* _GIVEN PASSAGE_
9.     Confidentiality. Executive agrees not to disclose or discuss, other than with his legal counsel,
personal tax or financial advisors, or spouse, either the existence or any details of this Agreement. Executive will use his best efforts to ensure that any such legal counsel, personal tax or financial advisor, or spouse will not disclose or
discuss the existence or any details of this Agreement with any other person. This Agreement shall not prohibit the Executive from disclosing to any person that he has agreed not to compete with the Company and that he has legal duties not to
disclose the Company’s proprietary information.  Executive is hereby authorized to reveal to a prospective employer or prospective client or business associate the precise terms of Sections 7, 8(a) and (b), 11(b) and 12 hereof, but in so doing,
Executive shall not reveal any other parts of this Agreement.

* _TASK SET_
1. Reproduce the entire confidentiality clause above, word for word.
2. In the rows below, show each line that contains the string "sleeve".

* _LISTED RECORDS_
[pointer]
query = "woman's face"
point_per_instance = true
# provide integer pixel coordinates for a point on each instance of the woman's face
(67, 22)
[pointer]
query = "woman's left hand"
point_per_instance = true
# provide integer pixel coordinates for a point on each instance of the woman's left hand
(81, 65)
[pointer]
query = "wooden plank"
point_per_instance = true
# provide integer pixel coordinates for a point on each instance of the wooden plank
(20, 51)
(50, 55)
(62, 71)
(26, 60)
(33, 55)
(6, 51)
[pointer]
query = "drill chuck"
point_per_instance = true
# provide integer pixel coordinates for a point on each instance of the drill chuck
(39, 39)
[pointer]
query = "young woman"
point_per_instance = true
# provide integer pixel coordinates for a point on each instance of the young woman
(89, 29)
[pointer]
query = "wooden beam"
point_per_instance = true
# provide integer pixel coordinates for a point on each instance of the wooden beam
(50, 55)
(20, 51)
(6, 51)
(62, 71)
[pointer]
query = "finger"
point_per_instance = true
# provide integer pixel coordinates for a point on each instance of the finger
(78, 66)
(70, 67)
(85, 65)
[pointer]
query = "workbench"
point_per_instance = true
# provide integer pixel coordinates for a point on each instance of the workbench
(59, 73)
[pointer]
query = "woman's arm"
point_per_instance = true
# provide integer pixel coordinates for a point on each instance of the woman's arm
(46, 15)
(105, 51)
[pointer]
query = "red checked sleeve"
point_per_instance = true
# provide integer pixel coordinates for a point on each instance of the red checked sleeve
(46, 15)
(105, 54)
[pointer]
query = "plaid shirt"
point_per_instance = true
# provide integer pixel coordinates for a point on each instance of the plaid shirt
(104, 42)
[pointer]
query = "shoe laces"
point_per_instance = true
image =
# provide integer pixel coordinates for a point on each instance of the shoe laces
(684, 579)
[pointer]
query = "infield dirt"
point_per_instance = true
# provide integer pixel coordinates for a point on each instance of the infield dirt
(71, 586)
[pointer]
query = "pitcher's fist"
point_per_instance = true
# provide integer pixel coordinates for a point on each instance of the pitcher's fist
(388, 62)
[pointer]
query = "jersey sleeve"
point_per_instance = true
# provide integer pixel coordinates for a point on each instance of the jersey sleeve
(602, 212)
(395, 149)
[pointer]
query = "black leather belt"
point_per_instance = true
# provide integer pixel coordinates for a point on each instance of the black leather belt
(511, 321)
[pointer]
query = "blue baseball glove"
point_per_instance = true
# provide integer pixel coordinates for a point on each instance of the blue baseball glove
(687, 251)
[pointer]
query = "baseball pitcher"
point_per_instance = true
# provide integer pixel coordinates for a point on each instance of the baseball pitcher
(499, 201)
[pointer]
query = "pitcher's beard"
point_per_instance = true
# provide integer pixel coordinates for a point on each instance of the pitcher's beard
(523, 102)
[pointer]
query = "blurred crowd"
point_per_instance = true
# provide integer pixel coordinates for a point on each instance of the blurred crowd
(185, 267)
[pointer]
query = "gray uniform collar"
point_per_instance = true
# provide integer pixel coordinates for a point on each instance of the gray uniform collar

* _ANSWERS FOR THE EXERCISE_
1.
9.     Confidentiality. Executive agrees not to disclose or discuss, other than with his legal counsel,
personal tax or financial advisors, or spouse, either the existence or any details of this Agreement. Executive will use his best efforts to ensure that any such legal counsel, personal tax or financial advisor, or spouse will not disclose or
discuss the existence or any details of this Agreement with any other person. This Agreement shall not prohibit the Executive from disclosing to any person that he has agreed not to compete with the Company and that he has legal duties not to
disclose the Company’s proprietary information.  Executive is hereby authorized to reveal to a prospective employer or prospective client or business associate the precise terms of Sections 7, 8(a) and (b), 11(b) and 12 hereof, but in so doing,
Executive shall not reveal any other parts of this Agreement.

2.
query = "red checked sleeve"
# provide integer pixel coordinates for a point on each instance of the red checked sleeve
query = "jersey sleeve"
# provide integer pixel coordinates for a point on each instance of the jersey sleeve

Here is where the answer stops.